* Request
Starting with the line that has "Can you find the overcast" in it, repeat every line through the last one, word for word, and give nothing more.

* Provided material
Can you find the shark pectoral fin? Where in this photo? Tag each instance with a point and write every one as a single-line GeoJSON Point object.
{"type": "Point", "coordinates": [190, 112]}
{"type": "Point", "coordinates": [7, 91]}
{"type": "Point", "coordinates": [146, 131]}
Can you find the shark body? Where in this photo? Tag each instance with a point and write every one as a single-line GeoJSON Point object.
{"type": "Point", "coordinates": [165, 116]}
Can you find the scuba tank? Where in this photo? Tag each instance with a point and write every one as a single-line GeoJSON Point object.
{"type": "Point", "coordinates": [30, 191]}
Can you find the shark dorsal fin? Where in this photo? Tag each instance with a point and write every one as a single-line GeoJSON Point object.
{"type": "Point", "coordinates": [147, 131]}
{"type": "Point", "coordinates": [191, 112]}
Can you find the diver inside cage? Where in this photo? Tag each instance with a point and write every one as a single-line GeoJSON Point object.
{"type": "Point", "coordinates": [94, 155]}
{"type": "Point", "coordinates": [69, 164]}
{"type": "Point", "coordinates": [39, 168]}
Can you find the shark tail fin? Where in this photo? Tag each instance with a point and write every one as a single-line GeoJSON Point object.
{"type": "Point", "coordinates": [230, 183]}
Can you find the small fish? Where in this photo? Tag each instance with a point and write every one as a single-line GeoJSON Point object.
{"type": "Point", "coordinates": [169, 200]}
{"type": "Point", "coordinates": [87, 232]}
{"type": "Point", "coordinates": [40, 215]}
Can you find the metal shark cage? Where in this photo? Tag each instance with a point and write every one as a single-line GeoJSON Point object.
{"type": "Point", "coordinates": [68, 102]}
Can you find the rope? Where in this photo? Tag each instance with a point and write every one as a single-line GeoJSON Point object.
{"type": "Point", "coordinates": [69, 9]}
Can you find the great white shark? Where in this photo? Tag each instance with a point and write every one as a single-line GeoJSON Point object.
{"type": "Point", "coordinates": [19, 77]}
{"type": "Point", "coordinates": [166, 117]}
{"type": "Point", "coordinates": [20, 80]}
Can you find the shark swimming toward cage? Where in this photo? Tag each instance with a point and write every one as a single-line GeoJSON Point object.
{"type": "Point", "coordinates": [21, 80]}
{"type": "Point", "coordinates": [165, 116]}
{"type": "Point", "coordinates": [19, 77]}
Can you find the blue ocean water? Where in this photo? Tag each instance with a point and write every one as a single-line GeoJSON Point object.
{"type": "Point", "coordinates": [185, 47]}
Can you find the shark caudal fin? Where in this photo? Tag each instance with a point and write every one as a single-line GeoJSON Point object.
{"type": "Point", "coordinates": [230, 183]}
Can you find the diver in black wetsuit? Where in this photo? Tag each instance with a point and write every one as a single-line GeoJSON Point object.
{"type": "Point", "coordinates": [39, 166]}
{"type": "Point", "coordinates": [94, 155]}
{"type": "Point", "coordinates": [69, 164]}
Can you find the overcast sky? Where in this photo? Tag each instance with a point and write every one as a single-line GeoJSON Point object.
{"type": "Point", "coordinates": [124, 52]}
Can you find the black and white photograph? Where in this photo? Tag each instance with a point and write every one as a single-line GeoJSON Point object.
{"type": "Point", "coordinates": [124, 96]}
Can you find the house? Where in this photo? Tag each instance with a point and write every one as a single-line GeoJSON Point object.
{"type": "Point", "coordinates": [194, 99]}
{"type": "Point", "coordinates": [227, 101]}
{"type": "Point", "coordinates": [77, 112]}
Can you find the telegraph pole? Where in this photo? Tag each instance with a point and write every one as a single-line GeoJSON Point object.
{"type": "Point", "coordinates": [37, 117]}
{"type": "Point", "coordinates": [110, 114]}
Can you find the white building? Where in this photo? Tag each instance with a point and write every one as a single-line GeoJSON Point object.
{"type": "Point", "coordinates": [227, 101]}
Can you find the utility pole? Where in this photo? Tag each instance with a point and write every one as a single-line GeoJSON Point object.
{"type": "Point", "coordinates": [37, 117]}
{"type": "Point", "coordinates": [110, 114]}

* Task output
Can you find the overcast sky? Where in this photo? Tag each instance with a point and write every one as a single-line GeoJSON Point object.
{"type": "Point", "coordinates": [124, 52]}
Can you find the black and white photograph? Where in this photo? Tag each instance with a point and write every one as a single-line GeoJSON Point object.
{"type": "Point", "coordinates": [124, 96]}
Can you find the house? Where in this photo? Tag each instance with a point and write every one as a single-line GeoJSON Point object.
{"type": "Point", "coordinates": [194, 99]}
{"type": "Point", "coordinates": [227, 101]}
{"type": "Point", "coordinates": [77, 112]}
Can you find the telegraph pole? Where in this photo? Tag each instance with a point and write every one as a single-line GeoJSON Point object.
{"type": "Point", "coordinates": [37, 117]}
{"type": "Point", "coordinates": [110, 114]}
Can you find the white building? Where in this photo? Tag each instance with a point and write every one as a single-line GeoJSON Point object.
{"type": "Point", "coordinates": [227, 101]}
Can you find the utility pole? Where in this photo? Tag each instance with a point and write every one as a single-line GeoJSON Point object.
{"type": "Point", "coordinates": [37, 117]}
{"type": "Point", "coordinates": [110, 114]}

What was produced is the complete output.